Texto de la página –
---

CAPÍTULO
7, 1-9
LA
HUMILDAD
La divina escritura,
hermanos, nos dice a gritos: «Todo el que se ensalza será humillado y el que se
humilla será ensalzado». 2Con estas palabras nos muestra que toda exaltación de
sí mismo es una forma de soberbia. 3 El profeta nos indica que él la evitaba
cuando nos dice: «Señor, mi corazón no es ambicioso, ni mis ojos altaneros; no
pretendo grandezas que superan mi capacidad». 4 Pero ¿qué pasará «si no he
sentido humildemente de mí mismo, si se ha ensoberbecido mi alma? Tratarás a mi
alma como al niño recién destetado, que está penando en los brazos de su
madre». 5 Por tanto, hermanos, si es que deseamos ascender velozmente a la
cumbre de la más alta humildad y queremos llegar a la exaltación celestial a la
que se sube a través de la humildad en la vida presente, 6 hemos de levantar
con los escalones de nuestras obras aquella misma escala que se le apareció en
sueños a Jacob, sobre la cual contempló a los ángeles que bajaban y subían. 7
Indudablemente, a nuestro entender, no significa otra cosa ese bajar y subir
sino que por la altivez se baja y por la humildad se sube. 8 La escala erigida
representa nuestra vida en este mundo. Pues, cuando el corazón se abaja, el
Señor lo levanta hasta el cielo. 9 Los dos largueros de esta escala son nuestro
cuerpo y nuestra alma, en los cuales la vocación divina ha hecho encajar los
diversos peldaños de la humildad y de la observancia para subir por ellos.

---

[Entradas para etiquetado con cuadros delimitadores]
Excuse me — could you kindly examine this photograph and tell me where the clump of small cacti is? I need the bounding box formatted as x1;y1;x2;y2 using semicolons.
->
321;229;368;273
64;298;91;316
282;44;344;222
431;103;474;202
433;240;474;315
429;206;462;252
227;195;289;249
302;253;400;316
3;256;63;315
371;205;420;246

---

Tarea – Por favor, copia el texto sobre la humildad completo y sin ningún cambio.

Respuesta completa –
CAPÍTULO
7, 1-9
LA
HUMILDAD
La divina escritura,
hermanos, nos dice a gritos: «Todo el que se ensalza será humillado y el que se
humilla será ensalzado». 2Con estas palabras nos muestra que toda exaltación de
sí mismo es una forma de soberbia. 3 El profeta nos indica que él la evitaba
cuando nos dice: «Señor, mi corazón no es ambicioso, ni mis ojos altaneros; no
pretendo grandezas que superan mi capacidad». 4 Pero ¿qué pasará «si no he
sentido humildemente de mí mismo, si se ha ensoberbecido mi alma? Tratarás a mi
alma como al niño recién destetado, que está penando en los brazos de su
madre». 5 Por tanto, hermanos, si es que deseamos ascender velozmente a la
cumbre de la más alta humildad y queremos llegar a la exaltación celestial a la
que se sube a través de la humildad en la vida presente, 6 hemos de levantar
con los escalones de nuestras obras aquella misma escala que se le apareció en
sueños a Jacob, sobre la cual contempló a los ángeles que bajaban y subían. 7
Indudablemente, a nuestro entender, no significa otra cosa ese bajar y subir
sino que por la altivez se baja y por la humildad se sube. 8 La escala erigida
representa nuestra vida en este mundo. Pues, cuando el corazón se abaja, el
Señor lo levanta hasta el cielo. 9 Los dos largueros de esta escala son nuestro
cuerpo y nuestra alma, en los cuales la vocación divina ha hecho encajar los
diversos peldaños de la humildad y de la observancia para subir por ellos.